§ **EXERCISE INSTRUCTIONS**: Please copy out each of the rows below, word for word.
— start of DATA FOR THIS EXERCISE —
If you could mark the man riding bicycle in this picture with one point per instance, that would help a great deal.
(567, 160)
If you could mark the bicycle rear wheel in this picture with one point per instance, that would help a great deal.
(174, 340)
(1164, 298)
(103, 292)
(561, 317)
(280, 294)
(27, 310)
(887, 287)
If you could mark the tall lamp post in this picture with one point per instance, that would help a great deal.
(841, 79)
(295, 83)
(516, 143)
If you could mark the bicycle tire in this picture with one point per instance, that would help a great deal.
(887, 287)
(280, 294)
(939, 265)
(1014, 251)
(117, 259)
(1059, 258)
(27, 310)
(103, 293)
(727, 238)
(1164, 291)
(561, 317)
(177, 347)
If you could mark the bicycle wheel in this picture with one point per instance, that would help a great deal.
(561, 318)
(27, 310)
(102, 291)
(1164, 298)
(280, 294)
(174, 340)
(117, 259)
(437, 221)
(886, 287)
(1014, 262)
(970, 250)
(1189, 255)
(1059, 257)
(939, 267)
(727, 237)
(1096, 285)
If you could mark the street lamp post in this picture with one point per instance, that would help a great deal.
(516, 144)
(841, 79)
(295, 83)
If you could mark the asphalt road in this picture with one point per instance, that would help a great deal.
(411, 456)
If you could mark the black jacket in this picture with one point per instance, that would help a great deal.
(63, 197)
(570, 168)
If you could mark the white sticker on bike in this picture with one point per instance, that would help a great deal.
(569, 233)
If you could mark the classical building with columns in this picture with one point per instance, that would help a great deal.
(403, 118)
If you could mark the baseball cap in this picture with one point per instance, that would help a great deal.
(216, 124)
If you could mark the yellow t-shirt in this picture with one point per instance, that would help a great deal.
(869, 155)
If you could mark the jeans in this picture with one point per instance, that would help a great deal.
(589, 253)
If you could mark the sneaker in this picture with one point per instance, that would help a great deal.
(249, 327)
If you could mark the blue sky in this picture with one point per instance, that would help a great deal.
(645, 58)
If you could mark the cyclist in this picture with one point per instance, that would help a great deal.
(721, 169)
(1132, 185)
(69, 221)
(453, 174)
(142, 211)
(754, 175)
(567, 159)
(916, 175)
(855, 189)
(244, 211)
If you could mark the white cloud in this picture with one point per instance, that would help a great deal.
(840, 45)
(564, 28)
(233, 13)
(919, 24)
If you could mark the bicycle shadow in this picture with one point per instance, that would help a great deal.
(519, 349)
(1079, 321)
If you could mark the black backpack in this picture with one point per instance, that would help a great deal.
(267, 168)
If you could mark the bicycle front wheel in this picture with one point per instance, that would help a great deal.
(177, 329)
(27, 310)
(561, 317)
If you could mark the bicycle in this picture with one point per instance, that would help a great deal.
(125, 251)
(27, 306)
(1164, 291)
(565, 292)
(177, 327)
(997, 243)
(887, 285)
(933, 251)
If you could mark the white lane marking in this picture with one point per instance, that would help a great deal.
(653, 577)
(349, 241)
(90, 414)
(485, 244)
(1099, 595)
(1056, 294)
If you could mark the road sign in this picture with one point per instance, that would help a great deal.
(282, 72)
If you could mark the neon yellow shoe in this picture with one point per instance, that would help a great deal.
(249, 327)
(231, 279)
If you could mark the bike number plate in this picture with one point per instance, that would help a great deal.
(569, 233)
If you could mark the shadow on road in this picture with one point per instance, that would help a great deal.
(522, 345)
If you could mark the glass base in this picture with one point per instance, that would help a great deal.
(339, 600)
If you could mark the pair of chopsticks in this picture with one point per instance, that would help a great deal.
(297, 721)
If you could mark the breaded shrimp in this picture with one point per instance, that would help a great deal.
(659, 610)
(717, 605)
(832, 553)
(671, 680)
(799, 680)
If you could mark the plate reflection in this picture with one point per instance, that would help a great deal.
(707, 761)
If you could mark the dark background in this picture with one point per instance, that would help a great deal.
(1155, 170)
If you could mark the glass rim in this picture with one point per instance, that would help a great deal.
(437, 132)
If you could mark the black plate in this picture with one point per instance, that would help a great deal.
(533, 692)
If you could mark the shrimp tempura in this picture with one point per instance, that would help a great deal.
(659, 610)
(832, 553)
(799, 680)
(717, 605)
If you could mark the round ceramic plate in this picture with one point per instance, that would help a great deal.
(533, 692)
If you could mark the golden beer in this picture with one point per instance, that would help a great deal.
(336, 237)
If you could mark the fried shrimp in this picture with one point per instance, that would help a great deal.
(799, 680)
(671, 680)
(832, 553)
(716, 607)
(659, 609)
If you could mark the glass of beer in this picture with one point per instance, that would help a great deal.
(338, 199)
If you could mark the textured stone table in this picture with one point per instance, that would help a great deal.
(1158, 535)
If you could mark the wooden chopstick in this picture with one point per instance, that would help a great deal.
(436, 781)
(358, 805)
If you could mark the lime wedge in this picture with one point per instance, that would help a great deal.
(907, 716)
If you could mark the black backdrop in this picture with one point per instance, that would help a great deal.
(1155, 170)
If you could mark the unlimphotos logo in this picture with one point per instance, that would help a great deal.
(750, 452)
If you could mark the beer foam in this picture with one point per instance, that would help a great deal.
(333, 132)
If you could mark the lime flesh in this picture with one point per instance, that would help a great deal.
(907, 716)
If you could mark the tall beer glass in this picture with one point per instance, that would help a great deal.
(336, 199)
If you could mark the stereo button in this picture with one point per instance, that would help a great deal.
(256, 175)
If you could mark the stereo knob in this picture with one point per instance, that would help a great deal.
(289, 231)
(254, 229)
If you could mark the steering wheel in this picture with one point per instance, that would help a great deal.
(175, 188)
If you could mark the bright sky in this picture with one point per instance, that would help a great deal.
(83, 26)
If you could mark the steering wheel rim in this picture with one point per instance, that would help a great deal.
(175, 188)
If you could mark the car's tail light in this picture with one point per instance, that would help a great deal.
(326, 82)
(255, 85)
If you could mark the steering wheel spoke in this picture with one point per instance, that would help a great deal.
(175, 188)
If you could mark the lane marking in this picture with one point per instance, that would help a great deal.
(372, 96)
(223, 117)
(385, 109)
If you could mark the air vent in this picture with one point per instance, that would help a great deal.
— end of DATA FOR THIS EXERCISE —
§ **FULL RESPONSE**:
If you could mark the man riding bicycle in this picture with one point per instance, that would help a great deal.
(567, 160)
If you could mark the bicycle rear wheel in this picture with one point per instance, that would help a great deal.
(174, 340)
(1164, 298)
(103, 292)
(561, 317)
(280, 294)
(27, 310)
(887, 287)
If you could mark the tall lamp post in this picture with one point per instance, that would help a great deal.
(841, 79)
(295, 83)
(516, 143)
If you could mark the bicycle tire in this picture with one point per instance, that would help a great deal.
(887, 287)
(280, 294)
(939, 265)
(1014, 251)
(117, 259)
(1059, 258)
(27, 310)
(103, 293)
(727, 238)
(1164, 291)
(561, 317)
(177, 347)
If you could mark the bicycle wheel in this picture with one point per instance, that would help a great deal.
(561, 318)
(27, 310)
(102, 291)
(1164, 298)
(280, 294)
(174, 340)
(117, 259)
(437, 221)
(886, 287)
(1014, 262)
(970, 250)
(1189, 255)
(1059, 257)
(939, 267)
(727, 237)
(1096, 285)
If you could mark the street lamp post in this picture with one point per instance, that would help a great deal.
(516, 144)
(841, 79)
(295, 83)
If you could mark the asphalt road in this picture with one point per instance, that would help a great deal.
(411, 456)
If you could mark the black jacket in this picture with one point per instance, that would help a great deal.
(63, 197)
(570, 168)
If you could mark the white sticker on bike in this picture with one point per instance, that would help a great deal.
(569, 233)
If you could mark the classical building with columns in this picture with one point per instance, that would help a great deal.
(403, 118)
If you could mark the baseball cap in this picture with one point per instance, that would help a great deal.
(216, 124)
If you could mark the yellow t-shirt in this picture with one point per instance, that would help a great deal.
(869, 155)
If you could mark the jeans in this picture with one point per instance, that would help a great deal.
(589, 253)
If you could mark the sneaker in this picture with one point per instance, that would help a great deal.
(249, 327)
If you could mark the blue sky in this picture with one point per instance, that would help a great deal.
(645, 58)
If you could mark the cyclist in this picture with one point per instance, that would help a great deal.
(721, 169)
(1132, 185)
(69, 221)
(453, 174)
(142, 211)
(754, 175)
(567, 159)
(916, 175)
(855, 189)
(244, 211)
If you could mark the white cloud in this picture with one point per instance, that would help a great deal.
(840, 45)
(564, 28)
(233, 13)
(919, 24)
If you could mark the bicycle shadow in this picture with one point per instance, that would help a great deal.
(519, 349)
(1079, 321)
If you could mark the black backpack in this picture with one point per instance, that would help a great deal.
(267, 168)
If you could mark the bicycle front wheel in this picture with one point per instance, that would help a great deal.
(177, 329)
(27, 310)
(561, 317)
If you could mark the bicycle in this picture with one point per instance, that would help a great deal.
(125, 251)
(27, 306)
(1164, 291)
(565, 292)
(177, 327)
(997, 243)
(887, 285)
(933, 251)
If you could mark the white lane marking in this picture with one point per instance, that would help a great deal.
(653, 577)
(349, 241)
(90, 414)
(485, 244)
(1099, 595)
(1056, 294)
If you could mark the road sign in this picture with one point per instance, that would help a great deal.
(282, 72)
If you could mark the neon yellow shoe in this picture with one point per instance, that would help a great deal.
(249, 327)
(231, 279)
If you could mark the bike number plate in this picture with one point per instance, that would help a great deal.
(569, 233)
If you could mark the shadow on road in this picture with one point per instance, that would help a great deal.
(522, 345)
If you could mark the glass base in this picture with one point per instance, that would help a great deal.
(339, 600)
If you could mark the pair of chopsticks in this picture with one point per instance, that would help a great deal.
(297, 721)
If you could mark the breaded shrimp in this picture with one point per instance, that would help a great deal.
(659, 610)
(717, 605)
(832, 553)
(671, 680)
(799, 680)
If you could mark the plate reflection in this picture with one point per instance, that would help a great deal.
(707, 761)
If you could mark the dark background in this picture with one point per instance, that would help a great deal.
(1155, 170)
If you could mark the glass rim in this picture with one point per instance, that would help a great deal.
(437, 132)
If you could mark the black plate in this picture with one point per instance, that would help a great deal.
(533, 692)
If you could mark the shrimp tempura in this picture with one point per instance, that would help a great deal.
(659, 610)
(832, 553)
(799, 680)
(717, 605)
If you could mark the round ceramic plate in this picture with one point per instance, that would help a great deal.
(533, 692)
If you could mark the golden beer in this picture with one point per instance, that would help a great deal.
(336, 237)
If you could mark the fried shrimp in this picture with one point per instance, that would help a great deal.
(799, 680)
(671, 680)
(832, 553)
(716, 607)
(659, 609)
If you could mark the glass of beer in this picture with one point per instance, that would help a great deal.
(338, 199)
If you could mark the textured stone table in this picture with one point per instance, that would help a great deal.
(1158, 535)
If you could mark the wooden chopstick in this picture with one point per instance, that would help a great deal.
(436, 781)
(358, 805)
If you could mark the lime wedge in this picture with one point per instance, that would help a great deal.
(907, 716)
If you could mark the black backdrop in this picture with one point per instance, that would help a great deal.
(1155, 170)
If you could mark the unlimphotos logo in this picture with one point per instance, that would help a great deal.
(750, 452)
If you could mark the beer foam in this picture with one point per instance, that would help a great deal.
(333, 132)
If you could mark the lime flesh in this picture with one point per instance, that would help a great deal.
(907, 716)
If you could mark the tall beer glass in this picture with one point per instance, that would help a great deal.
(336, 199)
If you could mark the stereo button in this picture with one point per instance, that would help a great deal.
(256, 175)
If you could mark the stereo knob in this picture with one point per instance, that would help a great deal.
(289, 231)
(254, 229)
If you could mark the steering wheel in this picture with one point per instance, that would help a great deal.
(175, 188)
If you could mark the bright sky in this picture with one point per instance, that would help a great deal.
(83, 26)
If you could mark the steering wheel rim in this picture with one point per instance, that would help a great deal.
(175, 188)
If you could mark the car's tail light in this picture with one point per instance, that would help a great deal.
(326, 82)
(255, 85)
If you could mark the steering wheel spoke in this picture with one point per instance, that would help a great deal.
(175, 188)
If you could mark the lane marking in this picture with one point per instance, that would help a great deal.
(372, 96)
(223, 117)
(385, 109)
If you could mark the air vent in this picture with one point per instance, that would help a great deal.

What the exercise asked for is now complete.